## Activity
Take the entries below and print, exactly, the stretch from the line containing "Q: Indicate one point per instance of the man in" through the line containing "Q: Indicate one point per instance of the accordion shoulder", both included.
*** Opening Provided data ***
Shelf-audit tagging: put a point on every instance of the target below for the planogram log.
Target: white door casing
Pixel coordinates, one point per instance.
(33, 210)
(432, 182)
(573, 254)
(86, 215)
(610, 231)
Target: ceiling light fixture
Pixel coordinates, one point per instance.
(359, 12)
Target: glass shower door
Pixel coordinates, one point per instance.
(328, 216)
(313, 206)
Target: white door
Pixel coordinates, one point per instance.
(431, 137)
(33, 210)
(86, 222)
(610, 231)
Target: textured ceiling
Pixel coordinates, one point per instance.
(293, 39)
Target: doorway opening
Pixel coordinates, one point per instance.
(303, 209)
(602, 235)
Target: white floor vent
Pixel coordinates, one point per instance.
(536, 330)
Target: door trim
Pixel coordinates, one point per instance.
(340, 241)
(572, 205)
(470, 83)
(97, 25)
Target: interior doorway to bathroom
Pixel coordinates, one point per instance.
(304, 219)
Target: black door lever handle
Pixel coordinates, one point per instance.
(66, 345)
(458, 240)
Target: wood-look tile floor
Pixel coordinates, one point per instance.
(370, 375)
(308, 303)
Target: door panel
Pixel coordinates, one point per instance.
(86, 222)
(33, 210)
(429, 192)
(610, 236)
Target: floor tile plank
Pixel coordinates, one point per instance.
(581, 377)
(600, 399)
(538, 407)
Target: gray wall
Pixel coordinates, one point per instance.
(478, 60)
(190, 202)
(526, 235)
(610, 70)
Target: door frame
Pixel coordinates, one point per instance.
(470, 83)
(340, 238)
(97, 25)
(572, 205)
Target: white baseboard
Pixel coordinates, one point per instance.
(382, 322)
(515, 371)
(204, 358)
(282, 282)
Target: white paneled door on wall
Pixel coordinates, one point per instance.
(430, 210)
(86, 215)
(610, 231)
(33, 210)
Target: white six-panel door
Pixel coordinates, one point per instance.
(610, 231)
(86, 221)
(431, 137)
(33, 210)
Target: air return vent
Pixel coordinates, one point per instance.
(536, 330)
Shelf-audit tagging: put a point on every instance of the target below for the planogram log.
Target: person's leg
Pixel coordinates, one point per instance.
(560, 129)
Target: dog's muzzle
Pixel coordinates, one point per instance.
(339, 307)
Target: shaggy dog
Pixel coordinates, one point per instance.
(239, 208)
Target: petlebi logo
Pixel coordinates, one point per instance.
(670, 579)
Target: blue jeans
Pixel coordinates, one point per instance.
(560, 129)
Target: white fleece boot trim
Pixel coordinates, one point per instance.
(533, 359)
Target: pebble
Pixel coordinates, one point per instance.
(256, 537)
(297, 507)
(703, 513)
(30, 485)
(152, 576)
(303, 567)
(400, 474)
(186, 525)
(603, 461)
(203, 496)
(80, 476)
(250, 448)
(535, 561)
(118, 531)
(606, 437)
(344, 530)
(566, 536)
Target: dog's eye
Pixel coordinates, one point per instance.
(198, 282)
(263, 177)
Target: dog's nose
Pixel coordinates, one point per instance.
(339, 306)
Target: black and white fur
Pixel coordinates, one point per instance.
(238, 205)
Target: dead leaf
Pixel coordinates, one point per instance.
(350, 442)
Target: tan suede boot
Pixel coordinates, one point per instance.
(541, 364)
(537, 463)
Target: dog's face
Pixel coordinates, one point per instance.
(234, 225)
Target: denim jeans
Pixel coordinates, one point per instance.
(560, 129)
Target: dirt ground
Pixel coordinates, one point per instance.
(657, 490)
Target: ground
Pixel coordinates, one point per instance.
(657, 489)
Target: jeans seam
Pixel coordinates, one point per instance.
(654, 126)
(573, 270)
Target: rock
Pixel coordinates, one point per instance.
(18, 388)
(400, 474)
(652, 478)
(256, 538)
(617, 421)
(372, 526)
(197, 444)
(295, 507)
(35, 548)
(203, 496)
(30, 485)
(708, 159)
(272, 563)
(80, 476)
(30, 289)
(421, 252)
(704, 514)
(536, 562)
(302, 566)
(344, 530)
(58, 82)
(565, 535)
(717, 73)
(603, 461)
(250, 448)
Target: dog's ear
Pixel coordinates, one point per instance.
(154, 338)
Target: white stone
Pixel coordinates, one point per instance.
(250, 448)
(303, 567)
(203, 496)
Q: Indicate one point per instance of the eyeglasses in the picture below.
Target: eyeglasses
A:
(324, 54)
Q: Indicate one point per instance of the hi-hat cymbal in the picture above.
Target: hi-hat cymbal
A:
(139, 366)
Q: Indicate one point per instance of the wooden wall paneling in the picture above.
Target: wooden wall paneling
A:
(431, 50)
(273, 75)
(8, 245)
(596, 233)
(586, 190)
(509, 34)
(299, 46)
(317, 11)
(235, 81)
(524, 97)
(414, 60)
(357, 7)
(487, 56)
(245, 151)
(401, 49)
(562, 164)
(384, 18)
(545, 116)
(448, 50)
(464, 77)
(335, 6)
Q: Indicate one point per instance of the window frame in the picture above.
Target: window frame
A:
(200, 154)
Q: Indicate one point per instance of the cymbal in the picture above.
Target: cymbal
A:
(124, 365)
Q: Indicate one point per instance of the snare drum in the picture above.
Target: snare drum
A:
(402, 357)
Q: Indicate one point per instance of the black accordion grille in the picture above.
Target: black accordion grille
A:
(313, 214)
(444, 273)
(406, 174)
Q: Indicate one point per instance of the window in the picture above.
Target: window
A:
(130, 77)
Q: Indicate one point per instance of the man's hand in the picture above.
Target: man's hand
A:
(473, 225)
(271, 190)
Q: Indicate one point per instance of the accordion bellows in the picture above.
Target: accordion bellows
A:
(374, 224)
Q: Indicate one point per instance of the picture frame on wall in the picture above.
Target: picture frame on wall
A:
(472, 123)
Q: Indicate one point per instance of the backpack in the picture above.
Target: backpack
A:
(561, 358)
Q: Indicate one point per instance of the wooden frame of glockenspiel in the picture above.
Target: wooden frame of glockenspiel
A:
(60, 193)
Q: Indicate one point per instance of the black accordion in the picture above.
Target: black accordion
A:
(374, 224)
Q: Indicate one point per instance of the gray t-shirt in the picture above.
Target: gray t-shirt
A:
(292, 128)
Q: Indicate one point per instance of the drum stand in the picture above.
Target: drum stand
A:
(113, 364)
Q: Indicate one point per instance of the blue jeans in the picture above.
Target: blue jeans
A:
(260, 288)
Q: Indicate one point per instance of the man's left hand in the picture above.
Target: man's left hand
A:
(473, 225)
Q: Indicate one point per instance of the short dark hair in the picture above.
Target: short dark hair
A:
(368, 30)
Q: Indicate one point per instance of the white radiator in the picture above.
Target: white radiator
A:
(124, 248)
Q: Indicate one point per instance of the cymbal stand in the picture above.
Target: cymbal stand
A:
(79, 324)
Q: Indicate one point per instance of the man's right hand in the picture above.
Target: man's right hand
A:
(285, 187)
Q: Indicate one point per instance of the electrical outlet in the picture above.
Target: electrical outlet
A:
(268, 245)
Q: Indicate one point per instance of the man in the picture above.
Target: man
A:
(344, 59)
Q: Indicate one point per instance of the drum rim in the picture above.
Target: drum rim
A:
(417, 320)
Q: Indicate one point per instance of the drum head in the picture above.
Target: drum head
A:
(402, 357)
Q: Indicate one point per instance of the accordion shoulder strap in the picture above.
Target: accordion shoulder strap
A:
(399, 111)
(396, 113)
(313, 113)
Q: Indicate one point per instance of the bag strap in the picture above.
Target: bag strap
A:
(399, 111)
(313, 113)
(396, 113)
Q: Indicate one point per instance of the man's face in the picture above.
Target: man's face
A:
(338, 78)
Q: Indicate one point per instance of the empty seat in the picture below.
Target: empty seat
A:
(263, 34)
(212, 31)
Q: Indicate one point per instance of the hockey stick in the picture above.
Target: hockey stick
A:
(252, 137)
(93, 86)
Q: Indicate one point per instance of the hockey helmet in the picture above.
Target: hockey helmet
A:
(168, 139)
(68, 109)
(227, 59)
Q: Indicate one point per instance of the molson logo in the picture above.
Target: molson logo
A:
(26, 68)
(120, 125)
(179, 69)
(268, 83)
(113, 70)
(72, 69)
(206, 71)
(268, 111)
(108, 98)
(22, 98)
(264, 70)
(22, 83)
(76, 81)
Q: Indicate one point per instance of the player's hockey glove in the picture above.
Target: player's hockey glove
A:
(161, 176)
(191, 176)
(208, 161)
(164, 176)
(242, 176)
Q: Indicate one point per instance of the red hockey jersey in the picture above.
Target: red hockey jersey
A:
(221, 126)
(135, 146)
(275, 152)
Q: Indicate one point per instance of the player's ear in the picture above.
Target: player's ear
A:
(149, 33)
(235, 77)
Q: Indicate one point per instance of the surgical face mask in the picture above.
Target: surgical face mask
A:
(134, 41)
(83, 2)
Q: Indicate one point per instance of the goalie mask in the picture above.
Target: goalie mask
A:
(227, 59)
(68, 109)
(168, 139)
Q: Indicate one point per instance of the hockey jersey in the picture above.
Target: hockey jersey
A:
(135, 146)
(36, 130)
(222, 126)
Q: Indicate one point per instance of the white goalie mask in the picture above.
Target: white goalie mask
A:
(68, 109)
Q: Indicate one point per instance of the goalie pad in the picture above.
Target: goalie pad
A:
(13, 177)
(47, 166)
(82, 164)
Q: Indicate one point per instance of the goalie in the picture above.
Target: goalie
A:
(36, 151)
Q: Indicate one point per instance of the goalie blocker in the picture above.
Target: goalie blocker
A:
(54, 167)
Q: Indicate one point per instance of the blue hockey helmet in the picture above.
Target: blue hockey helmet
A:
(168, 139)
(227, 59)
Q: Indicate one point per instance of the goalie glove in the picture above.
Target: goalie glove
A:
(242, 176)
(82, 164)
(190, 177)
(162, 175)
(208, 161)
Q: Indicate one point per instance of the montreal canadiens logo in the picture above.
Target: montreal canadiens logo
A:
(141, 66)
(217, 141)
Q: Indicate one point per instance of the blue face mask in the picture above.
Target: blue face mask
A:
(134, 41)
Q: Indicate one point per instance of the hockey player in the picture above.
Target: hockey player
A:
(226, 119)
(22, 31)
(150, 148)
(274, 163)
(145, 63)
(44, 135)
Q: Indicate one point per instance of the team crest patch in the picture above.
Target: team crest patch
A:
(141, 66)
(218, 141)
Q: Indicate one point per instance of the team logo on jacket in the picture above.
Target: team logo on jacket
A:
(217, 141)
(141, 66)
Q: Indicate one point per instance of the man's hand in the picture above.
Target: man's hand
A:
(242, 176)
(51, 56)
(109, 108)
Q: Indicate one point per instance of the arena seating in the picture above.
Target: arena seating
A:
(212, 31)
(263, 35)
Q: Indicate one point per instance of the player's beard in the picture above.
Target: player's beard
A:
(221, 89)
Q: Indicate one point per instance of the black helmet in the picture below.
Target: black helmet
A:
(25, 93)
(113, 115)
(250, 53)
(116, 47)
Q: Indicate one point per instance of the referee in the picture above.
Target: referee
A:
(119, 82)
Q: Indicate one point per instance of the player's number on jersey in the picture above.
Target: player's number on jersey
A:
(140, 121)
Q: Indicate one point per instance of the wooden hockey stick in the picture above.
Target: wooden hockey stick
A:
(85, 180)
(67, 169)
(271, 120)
*** Closing Provided data ***
## Answer to this problem
Q: Indicate one point per instance of the man in the picture above.
Target: man
A:
(344, 59)
Q: Indicate one point per instance of the drum rim in the picture above.
Target: drum rim
A:
(417, 320)
Q: Indicate one point per instance of the drum head in the picture above.
Target: drum head
A:
(402, 357)
Q: Indicate one point per instance of the accordion shoulder strap in the picture above.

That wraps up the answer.